[Указание]:
Сократите абзац фрагмента страницы, который начинается словами «Поведение царя Дмитрия», и сохраните его основные факты.

[Фрагмент страницы]:
Должно быть, после стольких упущенных возможностей консервативная реакция была неизбежна.

В. Кобрин, «Смутное время – утраченные возможности»

Может быть, единственный в этом море крови и грязи, кто действительно имел какую-то программу, был молодой человек, посеявший смуту и ставший одной из первых ее жертв. В имени Лжедмитрий, унаследованном официальной советской историографией у официальной дореволюционной, при всей его формальной справедливости, есть ярко выраженный негативный подтекст, поэтому я предпочитаю вариант Н. И. Костомарова.

Теперь, когда Костомарова начали издавать, вряд ли имеет смысл пересказывать его знаменитую биографическую работу «Называемый Димитрий». Отмечу только: в ней рассказывается об одном из редчайших случаев – когда на русском престоле соединились откровенное «западничество» и вольномыслие («Пусть всякий верит по своей совести» – фраза слишком смелая даже для Европы!) с твердым, мужественным характером и патологическим для вышеописанной среды отсутствием коварства и жестокости.

Поведение царя Дмитрия во время его краткого, одиннадцатимесячного правления служит серьезнейшим аргументом против годуновско-пушкинской версии, отождествляющей его с Григорием Отрепьевым: расстрига, бывший келейник московского патриарха вряд ли мог мыслить и действовать так, как этот молодой человек. Он прощал своих врагов, даже пойманных с поличным: «Есть два образца держать царство – или всех жаловать, или быть мучителем; я избрал первый». Бояре-заговорщики во главе с тем же профессиональным клятвопреступником Василием Шуйским, – которых «московские люди» приговорили к смерти, а Дмитрий помиловал, – не могли простить столь легкомысленного великодушия и при первой же возможности отплатили своему спасителю за отступление от обычаев его «называемого отца» Ивана Васильевича. Вскоре после свадьбы Дмитрия и Марины компания придворных аристократов и преступников, специально выпущенных из тюрьмы, зверски убила молодого царя, мечтавшего о свободной торговле, веротерпимости и создании в Москве университета. Пожалуй, из всех его проектов за 386 лет в полном объеме осуществился только один – университет.

Счастье не всегда ходит по одному пути. Оно не там кончается, откуда начинается, но устраивается так, как сам Бог направит его.

Марина Мнишек

Такова судьба добрых царей на Руси[4].

Интересно, что Марина была сначала коронована и только потом, уже в качестве царицы, вступила в брак с Дмитрием. Быть может, Дмитрий предчувствовал судьбу и хотел по возможности оградить свою избранницу от превратностей, обеспечив ей «независимый» правовой статус. Хотя кого в то время волновало право?

[Записи]:
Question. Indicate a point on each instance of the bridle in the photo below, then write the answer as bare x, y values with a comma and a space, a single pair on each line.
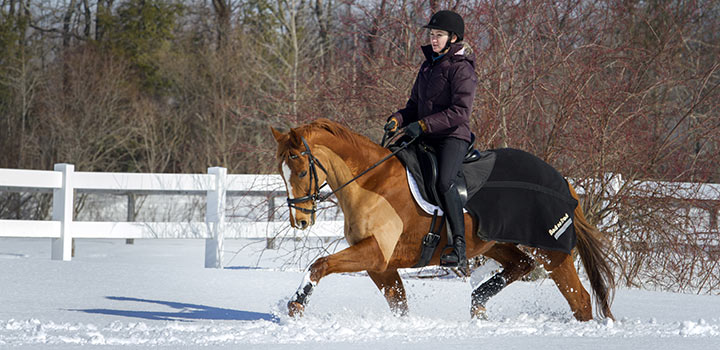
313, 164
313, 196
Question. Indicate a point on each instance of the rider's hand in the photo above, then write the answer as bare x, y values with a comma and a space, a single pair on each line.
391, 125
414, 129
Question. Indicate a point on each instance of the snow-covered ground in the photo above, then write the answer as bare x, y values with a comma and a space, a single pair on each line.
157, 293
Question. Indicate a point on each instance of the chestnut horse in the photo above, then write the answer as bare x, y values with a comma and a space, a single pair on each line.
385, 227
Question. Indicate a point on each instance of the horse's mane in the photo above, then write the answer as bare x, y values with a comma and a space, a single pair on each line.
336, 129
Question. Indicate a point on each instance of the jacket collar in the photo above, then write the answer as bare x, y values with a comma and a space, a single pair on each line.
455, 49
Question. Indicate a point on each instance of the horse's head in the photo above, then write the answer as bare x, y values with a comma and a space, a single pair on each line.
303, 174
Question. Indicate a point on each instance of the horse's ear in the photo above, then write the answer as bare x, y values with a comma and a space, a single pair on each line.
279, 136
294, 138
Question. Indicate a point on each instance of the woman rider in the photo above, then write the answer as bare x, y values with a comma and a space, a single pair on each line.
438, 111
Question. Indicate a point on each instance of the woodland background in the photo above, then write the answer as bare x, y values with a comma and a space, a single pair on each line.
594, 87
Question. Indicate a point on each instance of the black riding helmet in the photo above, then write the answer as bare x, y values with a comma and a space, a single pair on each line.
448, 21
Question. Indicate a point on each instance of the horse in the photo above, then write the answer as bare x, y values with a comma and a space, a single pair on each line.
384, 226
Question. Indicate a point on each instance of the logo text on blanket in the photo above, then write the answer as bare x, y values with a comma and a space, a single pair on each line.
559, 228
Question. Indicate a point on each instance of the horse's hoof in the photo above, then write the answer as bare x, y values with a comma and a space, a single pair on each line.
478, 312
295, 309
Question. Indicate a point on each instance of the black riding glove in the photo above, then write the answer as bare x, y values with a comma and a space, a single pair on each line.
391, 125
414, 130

...

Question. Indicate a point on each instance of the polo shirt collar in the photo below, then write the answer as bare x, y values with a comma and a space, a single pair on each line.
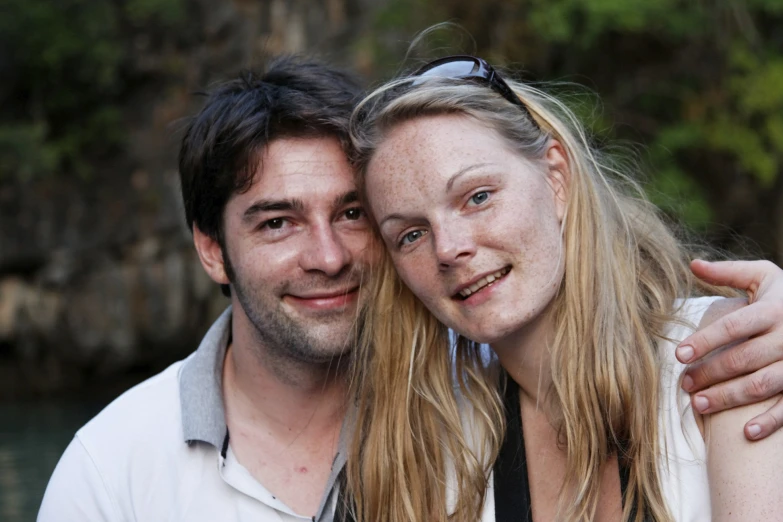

[Правильный ответ]:
Одиннадцатимесячное правление царя Дмитрия говорит против версии, что он был Григорием Отрепьевым: бывший келейник патриарха вряд ли мыслил и действовал бы так же. Дмитрий прощал врагов, даже пойманных с поличным. Он помиловал бояр-заговорщиков во главе с Василием Шуйским, которых «московские люди» приговорили к смерти. Бояре не простили ему такого великодушия. Вскоре после свадьбы Дмитрия и Марины придворные аристократы вместе с выпущенными из тюрьмы преступниками убили молодого царя. Он мечтал о свободной торговле, веротерпимости и университете в Москве. За 386 лет в полном объеме осуществился только университет.